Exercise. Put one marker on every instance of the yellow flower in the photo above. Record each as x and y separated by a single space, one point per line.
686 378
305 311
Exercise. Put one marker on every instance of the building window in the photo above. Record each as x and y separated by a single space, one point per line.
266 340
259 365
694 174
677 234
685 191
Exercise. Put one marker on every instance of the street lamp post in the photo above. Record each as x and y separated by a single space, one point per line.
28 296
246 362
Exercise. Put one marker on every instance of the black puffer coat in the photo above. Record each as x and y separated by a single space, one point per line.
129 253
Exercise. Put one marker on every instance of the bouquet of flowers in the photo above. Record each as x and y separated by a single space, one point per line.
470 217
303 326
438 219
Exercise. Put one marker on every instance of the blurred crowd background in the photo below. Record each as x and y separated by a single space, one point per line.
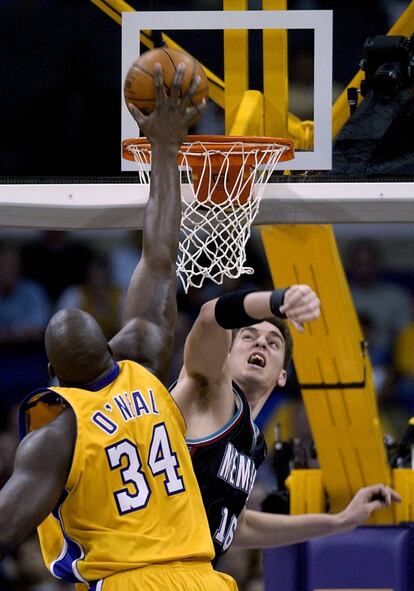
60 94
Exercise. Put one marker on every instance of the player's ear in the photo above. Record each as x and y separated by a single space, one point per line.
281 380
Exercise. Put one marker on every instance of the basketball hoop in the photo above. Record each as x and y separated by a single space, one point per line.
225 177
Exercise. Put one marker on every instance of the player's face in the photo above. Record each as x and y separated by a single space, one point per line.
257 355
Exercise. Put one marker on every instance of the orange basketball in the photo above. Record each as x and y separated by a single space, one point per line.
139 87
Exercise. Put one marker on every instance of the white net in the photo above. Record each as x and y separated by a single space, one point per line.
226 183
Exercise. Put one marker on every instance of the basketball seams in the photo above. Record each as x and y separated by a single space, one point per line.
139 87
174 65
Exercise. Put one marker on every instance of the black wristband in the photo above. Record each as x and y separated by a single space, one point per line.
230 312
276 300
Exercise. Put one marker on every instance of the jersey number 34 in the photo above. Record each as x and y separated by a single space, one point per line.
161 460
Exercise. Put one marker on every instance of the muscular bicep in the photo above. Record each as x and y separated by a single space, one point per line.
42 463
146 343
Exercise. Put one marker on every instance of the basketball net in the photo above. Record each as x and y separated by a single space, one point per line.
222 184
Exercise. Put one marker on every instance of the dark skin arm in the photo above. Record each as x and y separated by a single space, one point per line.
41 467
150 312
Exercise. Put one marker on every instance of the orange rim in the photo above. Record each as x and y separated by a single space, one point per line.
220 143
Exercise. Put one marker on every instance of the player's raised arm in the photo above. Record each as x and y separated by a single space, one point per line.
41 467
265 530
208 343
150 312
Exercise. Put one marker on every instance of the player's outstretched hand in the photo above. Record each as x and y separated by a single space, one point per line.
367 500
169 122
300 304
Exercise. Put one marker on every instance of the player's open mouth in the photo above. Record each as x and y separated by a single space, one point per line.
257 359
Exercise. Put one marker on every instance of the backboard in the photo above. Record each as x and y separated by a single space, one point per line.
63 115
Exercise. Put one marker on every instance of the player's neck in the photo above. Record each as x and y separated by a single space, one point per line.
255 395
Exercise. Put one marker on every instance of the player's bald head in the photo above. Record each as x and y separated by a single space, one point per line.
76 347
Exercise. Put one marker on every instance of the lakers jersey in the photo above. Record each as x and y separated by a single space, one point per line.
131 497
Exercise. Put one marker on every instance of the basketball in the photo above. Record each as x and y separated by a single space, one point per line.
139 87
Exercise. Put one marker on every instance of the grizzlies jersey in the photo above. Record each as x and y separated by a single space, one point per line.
========================================
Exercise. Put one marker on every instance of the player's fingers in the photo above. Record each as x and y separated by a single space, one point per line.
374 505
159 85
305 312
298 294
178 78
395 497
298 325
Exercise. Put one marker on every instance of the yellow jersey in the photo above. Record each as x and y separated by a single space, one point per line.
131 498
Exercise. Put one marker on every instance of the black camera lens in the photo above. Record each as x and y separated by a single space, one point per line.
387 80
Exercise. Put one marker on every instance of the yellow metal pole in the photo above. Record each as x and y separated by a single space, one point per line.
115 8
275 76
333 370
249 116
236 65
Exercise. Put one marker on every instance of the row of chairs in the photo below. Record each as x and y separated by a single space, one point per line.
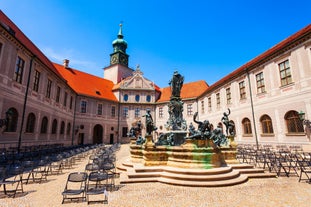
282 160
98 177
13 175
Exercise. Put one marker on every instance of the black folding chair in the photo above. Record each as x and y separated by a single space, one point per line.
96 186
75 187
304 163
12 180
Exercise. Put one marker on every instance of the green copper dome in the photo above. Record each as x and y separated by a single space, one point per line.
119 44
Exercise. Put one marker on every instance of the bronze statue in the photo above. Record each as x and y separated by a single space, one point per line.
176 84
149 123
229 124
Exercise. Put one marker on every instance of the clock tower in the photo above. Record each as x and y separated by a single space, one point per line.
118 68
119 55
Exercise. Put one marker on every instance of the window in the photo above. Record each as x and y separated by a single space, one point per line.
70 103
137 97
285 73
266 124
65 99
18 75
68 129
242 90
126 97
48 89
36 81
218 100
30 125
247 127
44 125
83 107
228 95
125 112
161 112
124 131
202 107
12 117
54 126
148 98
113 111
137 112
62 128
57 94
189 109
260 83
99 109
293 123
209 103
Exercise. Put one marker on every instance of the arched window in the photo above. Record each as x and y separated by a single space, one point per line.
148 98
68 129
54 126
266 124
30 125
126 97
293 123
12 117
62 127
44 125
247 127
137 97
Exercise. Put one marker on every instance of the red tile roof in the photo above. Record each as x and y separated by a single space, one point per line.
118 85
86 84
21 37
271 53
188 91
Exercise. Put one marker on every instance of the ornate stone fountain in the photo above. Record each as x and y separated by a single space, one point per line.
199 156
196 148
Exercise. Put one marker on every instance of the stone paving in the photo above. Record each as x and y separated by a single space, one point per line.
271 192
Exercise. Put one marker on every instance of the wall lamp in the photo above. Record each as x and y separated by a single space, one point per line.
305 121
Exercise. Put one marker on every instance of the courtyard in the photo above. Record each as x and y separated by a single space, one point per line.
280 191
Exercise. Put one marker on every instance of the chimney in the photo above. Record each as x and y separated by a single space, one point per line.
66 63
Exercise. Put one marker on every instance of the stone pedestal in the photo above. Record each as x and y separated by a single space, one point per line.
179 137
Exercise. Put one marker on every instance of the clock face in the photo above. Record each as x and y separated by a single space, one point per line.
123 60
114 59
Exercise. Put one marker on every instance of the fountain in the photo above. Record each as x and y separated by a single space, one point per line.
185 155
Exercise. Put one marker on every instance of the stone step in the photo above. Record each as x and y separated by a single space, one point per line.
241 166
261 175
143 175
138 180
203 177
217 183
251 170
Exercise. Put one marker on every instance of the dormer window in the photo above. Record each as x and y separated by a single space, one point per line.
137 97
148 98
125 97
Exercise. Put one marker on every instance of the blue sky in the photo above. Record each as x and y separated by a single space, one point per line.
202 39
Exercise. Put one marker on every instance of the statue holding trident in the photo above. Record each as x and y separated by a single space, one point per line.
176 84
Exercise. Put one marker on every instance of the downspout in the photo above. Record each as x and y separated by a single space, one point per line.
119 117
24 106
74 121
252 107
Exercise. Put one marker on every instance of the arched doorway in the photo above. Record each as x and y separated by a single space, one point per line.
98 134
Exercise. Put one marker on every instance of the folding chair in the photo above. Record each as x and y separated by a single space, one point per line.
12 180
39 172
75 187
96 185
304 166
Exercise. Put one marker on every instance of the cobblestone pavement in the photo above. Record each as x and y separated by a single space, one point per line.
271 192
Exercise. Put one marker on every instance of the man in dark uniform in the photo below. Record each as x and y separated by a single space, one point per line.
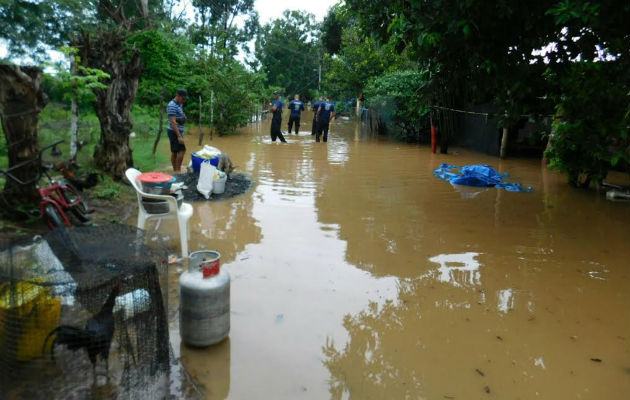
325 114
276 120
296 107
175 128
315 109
========================================
> **ACTIVITY**
As listed above, the lines from the line with "Exercise. Put one marker on every instance of the backboard" to the line with "Exercise. Put one marker on every instance of the grizzlies" are to be echoed exactly, with both ends included and nothing added.

> **SOLUTION FOR THIS EXERCISE**
Exercise. Put one marker on every instance of the backboard in the photo above. Record each as x and y separated by a single space, one point per line.
63 115
Exercise. Put one marker on every instance of the player's neck in the photo above. Record each as x and y separated by a single space, one point per line.
255 395
Exercise. Put one marker on every instance of the player's bald head in the photo above. Record each as x and y separated by a single space, one point per line.
76 347
Exercise. Put one marker on every instance of the lakers jersey in the photo above. Record each as x and y separated by a single space, one point per line.
131 497
Exercise. Put one marker on every instance of the basketball in the photo above. Record each as x and y separated by a single space, one point per line.
139 87
Exercise. Put one marker on every instance of the grizzlies jersey in the photo above. Record each as x and y separated by a single space, one point per line.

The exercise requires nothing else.